== Segment start ==

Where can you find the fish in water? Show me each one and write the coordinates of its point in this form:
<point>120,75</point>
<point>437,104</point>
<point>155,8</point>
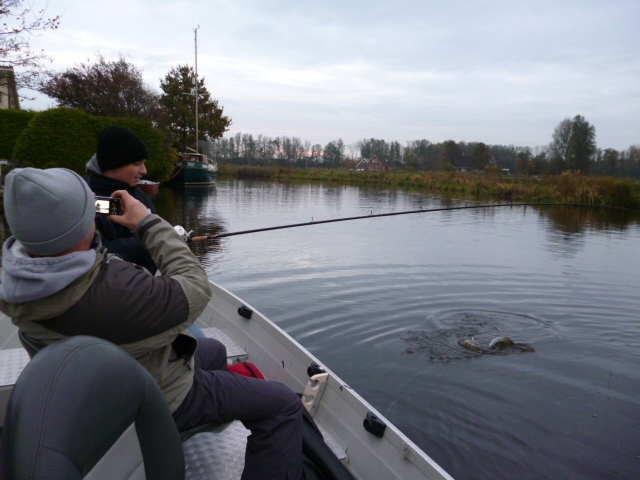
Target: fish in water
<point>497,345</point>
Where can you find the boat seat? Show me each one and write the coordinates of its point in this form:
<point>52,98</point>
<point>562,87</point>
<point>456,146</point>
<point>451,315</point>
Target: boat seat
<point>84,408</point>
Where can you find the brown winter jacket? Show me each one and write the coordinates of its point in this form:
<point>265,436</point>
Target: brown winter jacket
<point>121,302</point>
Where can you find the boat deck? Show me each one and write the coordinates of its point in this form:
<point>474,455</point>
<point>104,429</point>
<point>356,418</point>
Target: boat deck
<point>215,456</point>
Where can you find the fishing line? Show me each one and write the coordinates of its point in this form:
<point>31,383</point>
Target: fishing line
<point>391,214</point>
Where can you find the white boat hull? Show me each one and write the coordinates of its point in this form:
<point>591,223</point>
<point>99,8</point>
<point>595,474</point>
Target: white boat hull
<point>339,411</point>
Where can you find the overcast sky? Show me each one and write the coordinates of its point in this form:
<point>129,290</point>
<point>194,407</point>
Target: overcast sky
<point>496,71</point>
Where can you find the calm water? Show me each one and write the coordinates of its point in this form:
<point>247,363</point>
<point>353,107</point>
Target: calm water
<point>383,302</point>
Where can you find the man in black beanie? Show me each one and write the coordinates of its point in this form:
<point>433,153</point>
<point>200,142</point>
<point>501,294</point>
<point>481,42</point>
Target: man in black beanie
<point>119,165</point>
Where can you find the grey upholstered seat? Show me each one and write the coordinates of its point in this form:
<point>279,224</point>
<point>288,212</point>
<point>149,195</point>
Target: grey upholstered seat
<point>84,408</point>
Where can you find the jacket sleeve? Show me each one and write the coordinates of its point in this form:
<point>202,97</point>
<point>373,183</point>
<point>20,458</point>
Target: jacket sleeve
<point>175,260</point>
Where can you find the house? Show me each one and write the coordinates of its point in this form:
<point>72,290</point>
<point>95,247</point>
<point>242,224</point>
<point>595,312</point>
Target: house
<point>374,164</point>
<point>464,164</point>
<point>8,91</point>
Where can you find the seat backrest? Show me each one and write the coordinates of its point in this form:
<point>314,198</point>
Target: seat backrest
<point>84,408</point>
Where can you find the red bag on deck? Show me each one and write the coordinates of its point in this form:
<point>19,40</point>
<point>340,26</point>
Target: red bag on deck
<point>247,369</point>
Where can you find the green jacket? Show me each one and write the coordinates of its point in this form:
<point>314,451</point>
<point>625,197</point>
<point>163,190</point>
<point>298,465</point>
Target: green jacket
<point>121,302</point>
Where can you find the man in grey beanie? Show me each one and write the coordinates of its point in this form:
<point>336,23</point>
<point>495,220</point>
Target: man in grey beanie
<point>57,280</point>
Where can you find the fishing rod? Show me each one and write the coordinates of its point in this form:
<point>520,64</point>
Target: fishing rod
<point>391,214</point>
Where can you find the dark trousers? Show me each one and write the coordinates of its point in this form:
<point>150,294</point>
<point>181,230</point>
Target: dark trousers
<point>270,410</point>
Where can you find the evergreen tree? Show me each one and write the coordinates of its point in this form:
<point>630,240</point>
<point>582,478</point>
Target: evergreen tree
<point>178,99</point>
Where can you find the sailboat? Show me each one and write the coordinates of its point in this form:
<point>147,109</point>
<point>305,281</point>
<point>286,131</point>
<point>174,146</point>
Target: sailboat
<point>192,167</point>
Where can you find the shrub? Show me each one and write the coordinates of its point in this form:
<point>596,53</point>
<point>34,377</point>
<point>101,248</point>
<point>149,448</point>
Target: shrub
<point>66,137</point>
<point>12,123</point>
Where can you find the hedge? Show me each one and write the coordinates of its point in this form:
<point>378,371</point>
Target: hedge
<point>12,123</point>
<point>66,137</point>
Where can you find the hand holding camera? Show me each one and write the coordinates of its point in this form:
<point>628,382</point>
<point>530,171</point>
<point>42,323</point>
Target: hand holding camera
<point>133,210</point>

== Segment end ==
== Segment start ==

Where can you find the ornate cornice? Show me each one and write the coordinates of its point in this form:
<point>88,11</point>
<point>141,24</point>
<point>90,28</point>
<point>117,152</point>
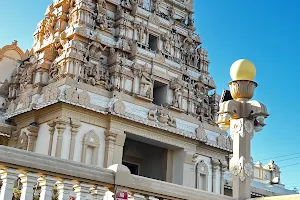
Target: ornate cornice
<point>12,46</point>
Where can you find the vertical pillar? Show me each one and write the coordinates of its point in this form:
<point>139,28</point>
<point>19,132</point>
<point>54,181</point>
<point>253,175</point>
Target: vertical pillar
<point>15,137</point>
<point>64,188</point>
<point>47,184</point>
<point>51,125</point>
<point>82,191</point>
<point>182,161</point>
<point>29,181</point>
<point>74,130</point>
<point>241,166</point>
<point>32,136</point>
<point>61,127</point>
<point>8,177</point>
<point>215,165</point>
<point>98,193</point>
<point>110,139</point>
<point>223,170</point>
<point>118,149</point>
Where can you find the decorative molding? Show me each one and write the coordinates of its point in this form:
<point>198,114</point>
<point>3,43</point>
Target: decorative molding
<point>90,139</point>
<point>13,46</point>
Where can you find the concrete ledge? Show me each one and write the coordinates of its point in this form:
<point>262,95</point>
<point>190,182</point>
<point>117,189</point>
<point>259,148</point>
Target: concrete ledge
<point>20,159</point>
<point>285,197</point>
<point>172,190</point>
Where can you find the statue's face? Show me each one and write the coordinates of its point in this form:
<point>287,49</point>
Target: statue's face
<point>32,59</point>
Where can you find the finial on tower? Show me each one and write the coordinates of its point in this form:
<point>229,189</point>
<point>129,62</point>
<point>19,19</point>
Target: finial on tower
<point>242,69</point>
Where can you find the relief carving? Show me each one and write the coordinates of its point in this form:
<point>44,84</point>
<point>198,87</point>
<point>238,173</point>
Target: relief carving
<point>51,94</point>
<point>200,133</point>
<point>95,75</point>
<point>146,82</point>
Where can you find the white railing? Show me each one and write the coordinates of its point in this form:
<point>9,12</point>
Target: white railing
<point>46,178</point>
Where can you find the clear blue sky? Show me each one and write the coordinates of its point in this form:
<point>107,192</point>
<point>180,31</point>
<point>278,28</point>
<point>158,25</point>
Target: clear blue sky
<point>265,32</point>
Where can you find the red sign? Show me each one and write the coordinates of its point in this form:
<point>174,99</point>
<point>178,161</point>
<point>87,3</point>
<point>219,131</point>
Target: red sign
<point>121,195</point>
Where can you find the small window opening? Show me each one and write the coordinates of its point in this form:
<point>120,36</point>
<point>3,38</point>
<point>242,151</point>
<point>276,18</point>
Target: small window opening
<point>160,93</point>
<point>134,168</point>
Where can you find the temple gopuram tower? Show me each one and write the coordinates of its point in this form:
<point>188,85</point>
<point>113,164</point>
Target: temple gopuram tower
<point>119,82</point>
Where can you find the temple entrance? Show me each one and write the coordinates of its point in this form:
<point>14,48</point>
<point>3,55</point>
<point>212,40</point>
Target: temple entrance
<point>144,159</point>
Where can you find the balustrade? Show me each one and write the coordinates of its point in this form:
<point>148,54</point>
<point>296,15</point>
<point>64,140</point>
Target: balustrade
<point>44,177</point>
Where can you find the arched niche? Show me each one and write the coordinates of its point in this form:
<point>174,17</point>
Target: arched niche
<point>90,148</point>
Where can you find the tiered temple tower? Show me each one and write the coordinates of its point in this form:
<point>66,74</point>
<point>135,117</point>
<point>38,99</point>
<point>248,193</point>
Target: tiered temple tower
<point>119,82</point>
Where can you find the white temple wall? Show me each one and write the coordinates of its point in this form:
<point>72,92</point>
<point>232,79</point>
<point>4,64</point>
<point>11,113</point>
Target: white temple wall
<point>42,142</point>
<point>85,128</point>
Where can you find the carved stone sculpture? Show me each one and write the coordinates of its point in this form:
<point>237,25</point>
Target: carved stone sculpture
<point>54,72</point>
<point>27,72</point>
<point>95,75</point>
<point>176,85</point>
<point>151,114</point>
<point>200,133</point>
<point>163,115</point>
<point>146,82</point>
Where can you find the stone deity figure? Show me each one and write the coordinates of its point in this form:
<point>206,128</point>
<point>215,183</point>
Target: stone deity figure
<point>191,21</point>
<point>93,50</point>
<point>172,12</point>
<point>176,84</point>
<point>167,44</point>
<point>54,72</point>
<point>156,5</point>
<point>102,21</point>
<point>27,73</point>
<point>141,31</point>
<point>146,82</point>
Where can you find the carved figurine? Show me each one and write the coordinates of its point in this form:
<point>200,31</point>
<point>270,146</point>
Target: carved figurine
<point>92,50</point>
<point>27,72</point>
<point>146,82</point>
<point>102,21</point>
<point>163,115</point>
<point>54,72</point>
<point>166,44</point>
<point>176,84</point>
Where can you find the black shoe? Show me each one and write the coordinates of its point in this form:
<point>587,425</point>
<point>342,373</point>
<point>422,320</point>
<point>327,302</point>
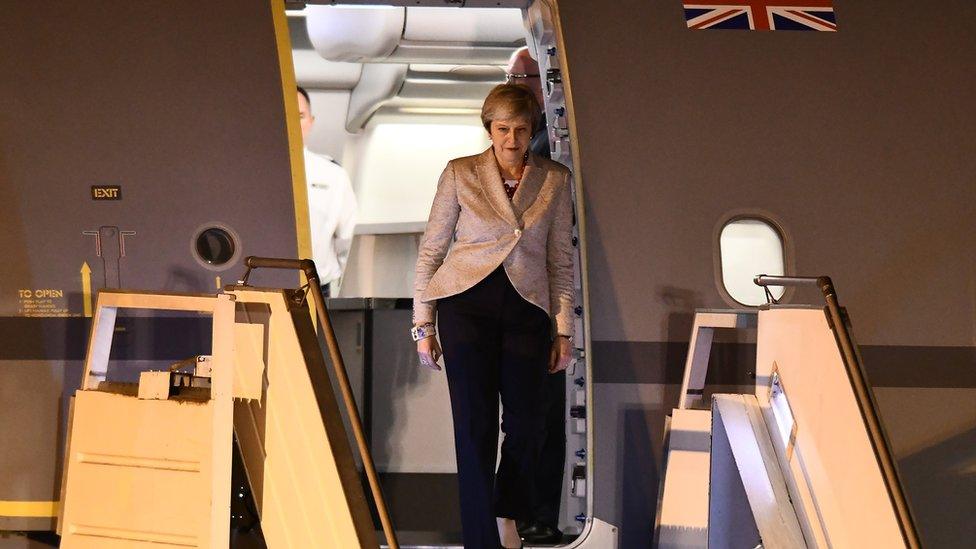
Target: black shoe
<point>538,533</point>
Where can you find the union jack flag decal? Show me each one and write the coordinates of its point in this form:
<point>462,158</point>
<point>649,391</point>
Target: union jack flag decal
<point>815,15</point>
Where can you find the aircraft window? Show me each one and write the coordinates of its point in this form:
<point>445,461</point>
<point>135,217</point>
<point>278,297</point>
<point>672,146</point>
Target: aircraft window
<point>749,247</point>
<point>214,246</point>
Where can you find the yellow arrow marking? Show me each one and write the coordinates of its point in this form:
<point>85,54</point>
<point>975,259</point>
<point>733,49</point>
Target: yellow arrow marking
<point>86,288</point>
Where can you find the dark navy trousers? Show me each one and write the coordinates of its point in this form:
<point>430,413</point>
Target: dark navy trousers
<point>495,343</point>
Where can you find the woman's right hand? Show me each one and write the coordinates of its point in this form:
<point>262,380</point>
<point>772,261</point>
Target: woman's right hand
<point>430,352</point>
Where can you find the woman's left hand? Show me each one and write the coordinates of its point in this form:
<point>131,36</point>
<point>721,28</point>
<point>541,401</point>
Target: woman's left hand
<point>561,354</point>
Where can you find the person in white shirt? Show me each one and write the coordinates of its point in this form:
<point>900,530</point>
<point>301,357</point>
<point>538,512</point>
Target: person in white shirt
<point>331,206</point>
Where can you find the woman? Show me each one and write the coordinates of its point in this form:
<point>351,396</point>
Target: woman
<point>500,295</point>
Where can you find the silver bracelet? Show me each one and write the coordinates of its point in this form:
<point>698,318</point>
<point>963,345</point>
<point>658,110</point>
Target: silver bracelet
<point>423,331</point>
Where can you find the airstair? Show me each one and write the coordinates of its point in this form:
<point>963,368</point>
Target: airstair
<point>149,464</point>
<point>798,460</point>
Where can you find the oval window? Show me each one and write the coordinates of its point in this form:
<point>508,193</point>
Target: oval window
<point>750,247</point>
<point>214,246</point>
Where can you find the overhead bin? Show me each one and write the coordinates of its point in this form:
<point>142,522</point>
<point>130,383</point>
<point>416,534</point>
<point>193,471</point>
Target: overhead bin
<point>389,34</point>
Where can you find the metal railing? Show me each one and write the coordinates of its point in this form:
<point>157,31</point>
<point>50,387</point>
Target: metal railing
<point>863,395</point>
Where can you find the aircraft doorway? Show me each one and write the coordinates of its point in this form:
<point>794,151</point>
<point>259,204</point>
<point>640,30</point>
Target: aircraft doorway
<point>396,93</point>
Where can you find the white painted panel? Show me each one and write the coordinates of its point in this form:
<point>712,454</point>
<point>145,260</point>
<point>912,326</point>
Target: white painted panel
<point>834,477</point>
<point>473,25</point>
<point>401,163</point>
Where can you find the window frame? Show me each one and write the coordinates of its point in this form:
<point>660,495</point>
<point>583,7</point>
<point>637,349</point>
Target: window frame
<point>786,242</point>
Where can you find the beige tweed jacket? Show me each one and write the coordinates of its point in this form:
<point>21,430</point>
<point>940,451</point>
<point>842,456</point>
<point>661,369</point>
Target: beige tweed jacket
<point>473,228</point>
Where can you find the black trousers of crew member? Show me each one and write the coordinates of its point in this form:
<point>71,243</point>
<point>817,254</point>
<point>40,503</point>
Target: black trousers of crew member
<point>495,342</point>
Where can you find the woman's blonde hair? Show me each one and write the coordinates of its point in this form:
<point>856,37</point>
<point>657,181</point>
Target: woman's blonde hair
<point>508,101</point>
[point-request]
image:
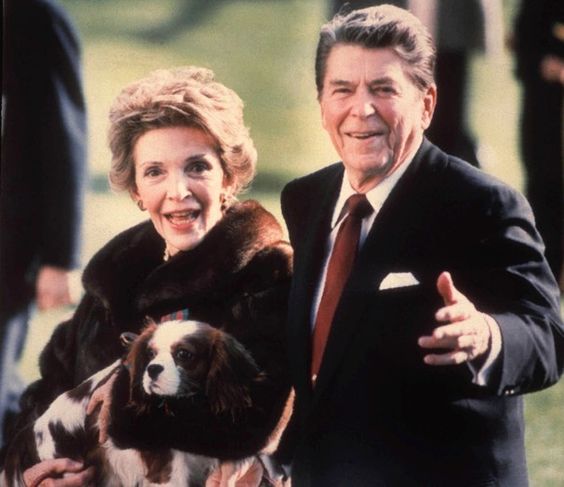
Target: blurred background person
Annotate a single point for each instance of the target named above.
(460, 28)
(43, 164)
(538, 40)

== Segment end ==
== Segment start ==

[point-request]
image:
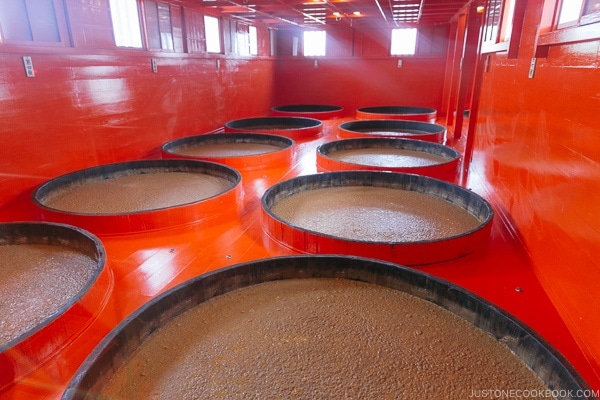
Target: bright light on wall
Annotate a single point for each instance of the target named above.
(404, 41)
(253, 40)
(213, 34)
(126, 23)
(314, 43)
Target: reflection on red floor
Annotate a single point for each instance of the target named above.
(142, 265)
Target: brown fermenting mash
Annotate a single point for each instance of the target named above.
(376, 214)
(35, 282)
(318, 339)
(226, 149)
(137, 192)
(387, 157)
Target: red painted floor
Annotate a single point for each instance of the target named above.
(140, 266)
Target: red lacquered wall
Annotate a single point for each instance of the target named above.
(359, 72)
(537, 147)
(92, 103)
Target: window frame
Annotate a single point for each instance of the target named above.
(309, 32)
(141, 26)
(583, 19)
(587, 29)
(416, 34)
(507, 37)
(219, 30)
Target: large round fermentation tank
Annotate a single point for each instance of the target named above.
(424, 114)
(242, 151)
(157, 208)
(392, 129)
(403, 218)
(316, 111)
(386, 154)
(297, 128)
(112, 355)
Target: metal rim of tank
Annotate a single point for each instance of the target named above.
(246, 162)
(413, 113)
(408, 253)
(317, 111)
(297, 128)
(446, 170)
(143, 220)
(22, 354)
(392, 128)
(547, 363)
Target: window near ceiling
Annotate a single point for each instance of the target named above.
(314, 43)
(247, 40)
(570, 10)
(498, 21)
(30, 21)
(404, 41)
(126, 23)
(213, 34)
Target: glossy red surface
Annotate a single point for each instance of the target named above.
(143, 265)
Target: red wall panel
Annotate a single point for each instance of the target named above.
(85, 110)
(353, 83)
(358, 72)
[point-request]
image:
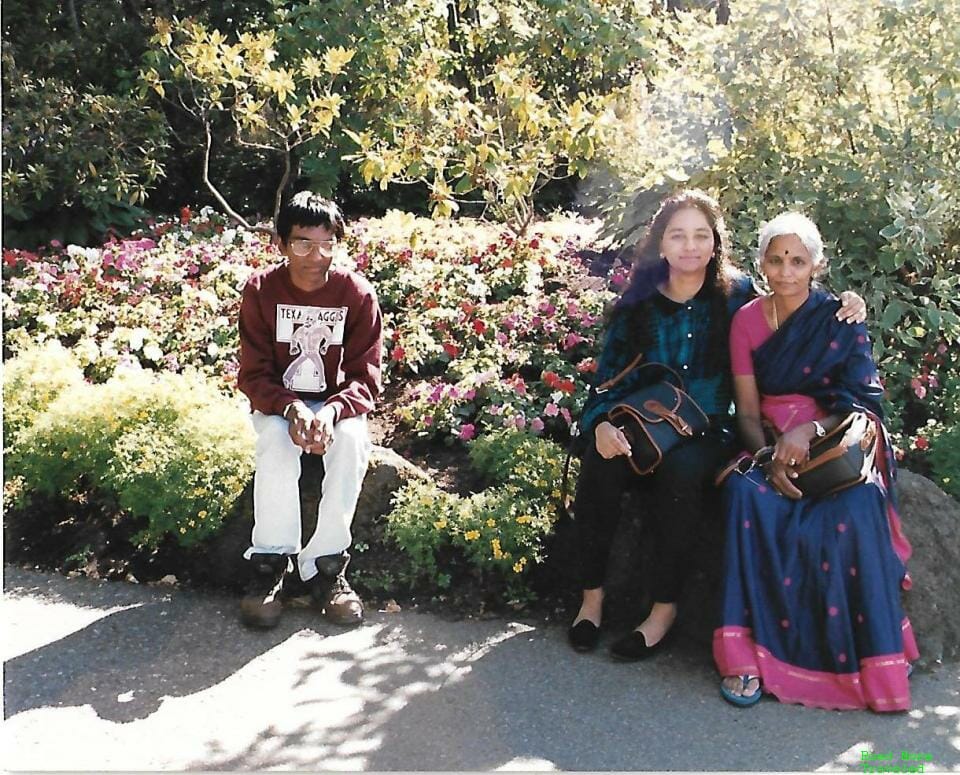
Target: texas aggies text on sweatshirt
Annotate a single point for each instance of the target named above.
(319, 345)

== Segment end ==

What is needed:
Restate word for word the entries above from the line with "Where can you find the fishing rod?" through the line with "<point>596,53</point>", inclusive, leaving out everything else.

Answer space:
Where can you find the fishing rod? Show me each one and write the coordinates of its point in this form:
<point>520,64</point>
Target: fishing rod
<point>391,214</point>
Where can you find the dark trousers? Show me each one and write the coordinates of its point in this form:
<point>150,294</point>
<point>181,230</point>
Target: dark trousers
<point>270,410</point>
Where can you find the evergreen tree? Show me each one and write the coordinates of its point in this form:
<point>630,240</point>
<point>582,478</point>
Target: evergreen tree
<point>178,99</point>
Where can you find the sailboat? Show me each one and write the coordinates of its point in this form:
<point>147,109</point>
<point>305,281</point>
<point>286,131</point>
<point>174,146</point>
Target: sailboat
<point>192,167</point>
Where can you find the shrub? Show me each one and write the coordinates of its point in this form:
<point>596,53</point>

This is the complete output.